- [REQUIRED WORK]
1 – In the soccer player biography, condense the paragraph beginning "Born in Barrington Illinois" into a short bulleted list that keeps its main facts.
2 – Write a two-sentence summary of the soccer player biography.
3 – Resume the soccer player biography where it stops.

Personal information
- Date of birth: December 14, 1984 (age 40)
- Place of birth: Barrington, Illinois, U.S.
- Height: 1.80 m (5 ft 11 in)
- Position: Defender

College career
- Years: Team / Apps / (Gls)
- 2003–2007: Notre Dame Fighting Irish

Senior career*
- Years: Team / Apps / (Gls)
- 2003: Chicago Fire Reserves / 2 / (0)
- 2005: Nevada Wonders / 2 / (0)
- 2005–2007: Indiana Invaders / 15 / (1)
- 2008: Columbus Crew / 0 / (0)
- 2008: → Cleveland City Stars (loan) / 2 / (0)
- 2008–2009: D.C. United / 0 / (0)
- 2009: Ljungskile SK / 14 / (0)
- 2010–2012: Halmstads BK / 83 / (0)
- 2013: Portland Timbers / 7 / (0)

= Ryan Miller (soccer) =

American soccer player (born 1984)

Ryan Miller (born December 14, 1984) is an American former professional soccer player and coach.

==Amateur career==

Born in Barrington Illinois, Miller attended Barrington High School, where he graduated in 2003 and finished his prep career with 100 points, on 36 goals and 28 assists. He attended University of Notre Dame and as a fifth year senior in 2007, he was a Second Team NSCAA All-American and earned CoSIDA First Team Academic All-American honors. He finished his time with the Fighting Irish with 86 straight starts, the most in the team's history.

During his college years, Miller also played for Chicago Fire Reserves, Nevada Wonders and Indiana Invaders in the USL Premier Development League.

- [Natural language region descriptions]
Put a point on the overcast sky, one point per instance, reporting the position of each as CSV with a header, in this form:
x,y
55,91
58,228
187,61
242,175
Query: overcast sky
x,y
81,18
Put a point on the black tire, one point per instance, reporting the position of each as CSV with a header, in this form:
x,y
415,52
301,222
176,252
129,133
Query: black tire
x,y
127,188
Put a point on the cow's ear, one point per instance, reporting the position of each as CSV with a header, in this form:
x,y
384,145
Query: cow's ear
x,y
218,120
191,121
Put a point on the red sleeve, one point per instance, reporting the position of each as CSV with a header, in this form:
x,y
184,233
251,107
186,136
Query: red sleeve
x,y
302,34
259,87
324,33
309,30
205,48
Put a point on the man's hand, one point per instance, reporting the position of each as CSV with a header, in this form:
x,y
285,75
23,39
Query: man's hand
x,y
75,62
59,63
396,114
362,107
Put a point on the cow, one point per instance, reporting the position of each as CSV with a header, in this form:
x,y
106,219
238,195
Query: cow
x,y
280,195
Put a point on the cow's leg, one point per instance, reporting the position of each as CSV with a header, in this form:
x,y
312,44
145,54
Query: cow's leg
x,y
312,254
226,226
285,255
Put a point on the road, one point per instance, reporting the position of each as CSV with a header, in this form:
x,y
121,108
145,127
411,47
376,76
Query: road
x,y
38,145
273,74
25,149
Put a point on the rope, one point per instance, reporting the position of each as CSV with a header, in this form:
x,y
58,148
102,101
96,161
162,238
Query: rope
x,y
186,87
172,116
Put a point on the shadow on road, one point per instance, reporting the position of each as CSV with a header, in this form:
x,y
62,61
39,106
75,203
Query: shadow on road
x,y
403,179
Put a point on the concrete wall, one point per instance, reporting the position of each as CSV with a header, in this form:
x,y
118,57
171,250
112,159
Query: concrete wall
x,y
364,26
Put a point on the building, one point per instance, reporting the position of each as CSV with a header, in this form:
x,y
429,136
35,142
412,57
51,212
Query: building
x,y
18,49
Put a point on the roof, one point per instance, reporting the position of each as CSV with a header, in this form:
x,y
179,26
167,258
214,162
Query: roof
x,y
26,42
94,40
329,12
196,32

- [ANSWERS PROVIDED]
1 –
- Born in Barrington, Illinois; graduated from Barrington High School in 2003 with 100 points (36 goals, 28 assists).
- Attended the University of Notre Dame.
- As a fifth-year senior in 2007, was named a Second Team NSCAA All-American and a CoSIDA First Team Academic All-American.
- Made 86 straight starts for the Fighting Irish, the most in the team's history.

2 – Ryan Miller, born December 14, 1984, in Barrington, Illinois, is an American former professional soccer player and coach who played as a defender. After high school at Barrington and college at Notre Dame, where he made a team-record 86 straight starts, he played for clubs including Halmstads BK and the Portland Timbers.

3 –
==Professional career==
Miller was originally drafted by Columbus Crew in the third round (31st overall) of the 2008 MLS SuperDraft and made seven reserve team appearances for the club before being released. He was signed via waivers by D.C. United on September 15, 2008, and made his D.C. debut on October 1, 2008, in a CONCACAF Champions League match against Primera Division de Mexico side Cruz Azul. Miller made a total of three appearances for United, including two starts, all coming in the CONCACAF Champions League. One week into the 2009 MLS season, Miller was waived by D.C. United.

After his release by D.C., Miller went on trial with several clubs in Europe, eventually signing with Swedish Superettan side Ljungskile SK. After a short but successful stint with the club, Miller moved up a division to the Allsvenskan league with fellow Swedish club Halmstads BK, where he had trialled the previous spring. He stayed with Halmstads for three seasons and helped the club gain promotion to the Swedish top flight.

On January 21, 2013, Miller signed with Portland Timbers of Major League Soccer. He was not retained following the season.

===International===
On December 21, 2010, Miller was called up to the United States men's national soccer team squad by head coach Bob Bradley for a friendly against Chile, but he didn't feature in the match.